TASK PROMPT :: Lay out every line of the listing below as a Markdown table with the columns No. and Line, numbering the rows in order and leaving out blank lines.

++++ INFORMATION PROVIDED ++++

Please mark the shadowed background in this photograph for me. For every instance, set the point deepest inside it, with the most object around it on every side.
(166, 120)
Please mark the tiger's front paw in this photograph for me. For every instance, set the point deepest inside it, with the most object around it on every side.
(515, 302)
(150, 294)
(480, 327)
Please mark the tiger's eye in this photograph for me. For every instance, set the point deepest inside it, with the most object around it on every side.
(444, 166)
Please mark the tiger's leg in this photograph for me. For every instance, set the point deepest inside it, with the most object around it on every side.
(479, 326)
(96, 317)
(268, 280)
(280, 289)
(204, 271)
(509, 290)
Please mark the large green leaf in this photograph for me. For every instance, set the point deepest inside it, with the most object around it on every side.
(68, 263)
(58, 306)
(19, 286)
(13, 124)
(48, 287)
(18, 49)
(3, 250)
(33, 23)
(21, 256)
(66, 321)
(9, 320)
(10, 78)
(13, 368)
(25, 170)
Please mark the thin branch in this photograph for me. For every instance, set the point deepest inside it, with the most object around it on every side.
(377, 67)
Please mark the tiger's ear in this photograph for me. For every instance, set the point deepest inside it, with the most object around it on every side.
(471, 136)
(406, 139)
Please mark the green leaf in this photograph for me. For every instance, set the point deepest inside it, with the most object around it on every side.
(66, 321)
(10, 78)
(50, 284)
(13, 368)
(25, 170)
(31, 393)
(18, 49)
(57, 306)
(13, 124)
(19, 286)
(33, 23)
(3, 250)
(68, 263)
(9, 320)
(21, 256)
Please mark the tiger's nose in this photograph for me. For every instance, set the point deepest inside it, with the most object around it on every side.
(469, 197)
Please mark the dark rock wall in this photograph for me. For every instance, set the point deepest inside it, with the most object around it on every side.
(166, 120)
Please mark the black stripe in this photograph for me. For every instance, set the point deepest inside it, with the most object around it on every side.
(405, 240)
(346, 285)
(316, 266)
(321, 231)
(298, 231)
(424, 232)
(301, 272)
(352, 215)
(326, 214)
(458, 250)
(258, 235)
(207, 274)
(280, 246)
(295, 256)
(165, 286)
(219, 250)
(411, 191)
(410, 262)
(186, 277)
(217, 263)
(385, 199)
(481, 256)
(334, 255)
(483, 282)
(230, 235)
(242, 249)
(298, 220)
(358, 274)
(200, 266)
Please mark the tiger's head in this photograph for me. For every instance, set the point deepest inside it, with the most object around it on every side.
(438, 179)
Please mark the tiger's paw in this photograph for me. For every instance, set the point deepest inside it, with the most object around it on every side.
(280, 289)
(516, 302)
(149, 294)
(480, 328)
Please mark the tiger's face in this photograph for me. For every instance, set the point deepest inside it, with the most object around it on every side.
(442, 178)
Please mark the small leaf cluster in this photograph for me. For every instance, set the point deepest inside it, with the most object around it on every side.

++++

WRITTEN SOLUTION ::
| No. | Line |
|---|---|
| 1 | Please mark the shadowed background in this photograph for me. For every instance, set the point deepest inside it, with the most object around it on every side. |
| 2 | (166, 120) |
| 3 | Please mark the tiger's front paw in this photograph for me. For every instance, set the point deepest inside it, with the most object around it on every side. |
| 4 | (515, 302) |
| 5 | (150, 294) |
| 6 | (480, 327) |
| 7 | Please mark the tiger's eye in this photograph for me. For every instance, set the point deepest inside it, with the most object around it on every side. |
| 8 | (444, 166) |
| 9 | Please mark the tiger's leg in this photograph for me. For every instance, set the point deepest inside it, with the most object around it on every side. |
| 10 | (479, 326) |
| 11 | (96, 317) |
| 12 | (268, 280) |
| 13 | (280, 289) |
| 14 | (204, 271) |
| 15 | (509, 290) |
| 16 | Please mark the large green leaf in this photograph for me. For every instance, set the point deepest inside it, with the most object around it on every side. |
| 17 | (68, 263) |
| 18 | (58, 306) |
| 19 | (19, 286) |
| 20 | (13, 124) |
| 21 | (48, 287) |
| 22 | (18, 49) |
| 23 | (3, 250) |
| 24 | (33, 23) |
| 25 | (21, 256) |
| 26 | (66, 321) |
| 27 | (9, 320) |
| 28 | (10, 78) |
| 29 | (13, 368) |
| 30 | (25, 170) |
| 31 | Please mark the thin branch in this photograph for me. For every instance, set the point deepest inside it, with the most object around it on every side. |
| 32 | (377, 67) |
| 33 | Please mark the tiger's ear in this photograph for me. For every instance, set the point deepest inside it, with the most object around it on every side. |
| 34 | (471, 136) |
| 35 | (406, 139) |
| 36 | Please mark the green leaf in this photograph for me. For every instance, set the point deepest inside it, with the most object around it on every side. |
| 37 | (66, 321) |
| 38 | (10, 78) |
| 39 | (50, 284) |
| 40 | (13, 368) |
| 41 | (25, 170) |
| 42 | (31, 393) |
| 43 | (18, 49) |
| 44 | (57, 306) |
| 45 | (13, 124) |
| 46 | (19, 286) |
| 47 | (33, 23) |
| 48 | (3, 250) |
| 49 | (68, 263) |
| 50 | (9, 320) |
| 51 | (21, 256) |
| 52 | Please mark the tiger's nose in this photograph for me. For every instance, set the point deepest inside it, with the most object around it on every side. |
| 53 | (469, 197) |
| 54 | Please mark the dark rock wall in this photograph for me. For every instance, set the point deepest inside it, with the most object around it on every side. |
| 55 | (166, 120) |
| 56 | Please mark the black stripe in this photograph for me. For every instance, set the point deepest inside it, with the most object around it on every side. |
| 57 | (405, 240) |
| 58 | (346, 285) |
| 59 | (316, 266) |
| 60 | (321, 231) |
| 61 | (298, 231) |
| 62 | (424, 232) |
| 63 | (301, 272) |
| 64 | (352, 215) |
| 65 | (326, 214) |
| 66 | (458, 250) |
| 67 | (258, 235) |
| 68 | (207, 274) |
| 69 | (280, 246) |
| 70 | (295, 256) |
| 71 | (165, 286) |
| 72 | (219, 250) |
| 73 | (411, 191) |
| 74 | (410, 262) |
| 75 | (186, 277) |
| 76 | (217, 263) |
| 77 | (385, 199) |
| 78 | (481, 256) |
| 79 | (334, 255) |
| 80 | (483, 282) |
| 81 | (230, 235) |
| 82 | (242, 249) |
| 83 | (298, 220) |
| 84 | (358, 274) |
| 85 | (200, 266) |
| 86 | Please mark the tiger's head in this photograph for me. For every instance, set the point deepest inside it, with the most object around it on every side. |
| 87 | (438, 179) |
| 88 | Please mark the tiger's paw in this photograph for me. For every instance, set the point deepest inside it, with the most object around it on every side. |
| 89 | (280, 289) |
| 90 | (516, 302) |
| 91 | (149, 294) |
| 92 | (480, 328) |
| 93 | Please mark the tiger's face in this photograph for me. For every instance, set the point deepest inside it, with the most object around it on every side. |
| 94 | (442, 178) |
| 95 | Please mark the small leaf cluster in this photograph for me. For every instance, set the point deepest inside it, with the most object around it on every side. |